• Short task
Print each line of the items below verbatim and in their original order.

• Material
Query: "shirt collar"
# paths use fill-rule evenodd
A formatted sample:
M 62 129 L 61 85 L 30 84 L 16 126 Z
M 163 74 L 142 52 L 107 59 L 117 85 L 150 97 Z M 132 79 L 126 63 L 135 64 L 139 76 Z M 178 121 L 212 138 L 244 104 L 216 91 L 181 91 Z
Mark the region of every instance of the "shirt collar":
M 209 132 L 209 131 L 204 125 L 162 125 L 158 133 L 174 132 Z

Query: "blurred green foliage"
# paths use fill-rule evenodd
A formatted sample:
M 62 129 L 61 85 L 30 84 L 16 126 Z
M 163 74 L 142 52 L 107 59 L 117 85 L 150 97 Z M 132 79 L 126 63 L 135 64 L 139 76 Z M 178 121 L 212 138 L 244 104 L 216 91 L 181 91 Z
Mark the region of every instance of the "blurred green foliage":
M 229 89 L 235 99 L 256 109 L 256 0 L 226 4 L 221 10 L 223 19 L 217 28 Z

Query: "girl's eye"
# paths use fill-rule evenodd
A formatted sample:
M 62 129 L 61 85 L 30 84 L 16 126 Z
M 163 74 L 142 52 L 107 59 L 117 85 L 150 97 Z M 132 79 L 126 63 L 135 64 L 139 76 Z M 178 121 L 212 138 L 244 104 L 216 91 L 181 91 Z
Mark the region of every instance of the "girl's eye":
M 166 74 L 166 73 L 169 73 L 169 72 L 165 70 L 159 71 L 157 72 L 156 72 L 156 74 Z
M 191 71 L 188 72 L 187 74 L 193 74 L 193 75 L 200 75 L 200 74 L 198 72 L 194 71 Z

• Answer for the task
Query: "shirt collar"
# paths use fill-rule evenodd
A formatted sample:
M 62 129 L 61 85 L 30 84 L 16 126 Z
M 163 74 L 142 52 L 107 59 L 117 85 L 150 97 Z M 132 79 L 126 63 L 135 64 L 139 76 Z M 178 121 L 212 138 L 244 104 L 216 91 L 181 91 Z
Mark the region of every instance of the "shirt collar":
M 209 132 L 209 131 L 204 125 L 162 125 L 158 133 L 174 132 Z

Query: "blurred green foliage"
# paths use fill-rule evenodd
A formatted sample:
M 62 129 L 61 85 L 30 84 L 16 126 Z
M 163 74 L 142 52 L 107 59 L 117 85 L 150 97 Z M 132 79 L 126 63 L 135 64 L 139 76 Z M 178 121 L 212 138 L 244 104 L 216 91 L 181 91 Z
Mark the region of every instance of the "blurred green foliage":
M 229 89 L 235 99 L 256 109 L 256 0 L 226 4 L 221 10 L 223 19 L 217 28 Z

Query: "girl's eye"
# paths use fill-rule evenodd
A formatted sample:
M 62 129 L 61 85 L 30 84 L 16 126 Z
M 163 74 L 142 52 L 107 59 L 117 85 L 150 97 Z M 132 79 L 126 63 L 135 64 L 139 76 Z M 178 121 L 212 138 L 244 104 L 216 91 L 181 91 Z
Mark the region of every instance of the "girl's eye":
M 166 74 L 166 73 L 169 73 L 169 72 L 165 70 L 159 71 L 157 72 L 156 72 L 156 74 Z
M 191 71 L 188 72 L 187 74 L 193 74 L 193 75 L 200 75 L 200 74 L 198 72 L 194 71 Z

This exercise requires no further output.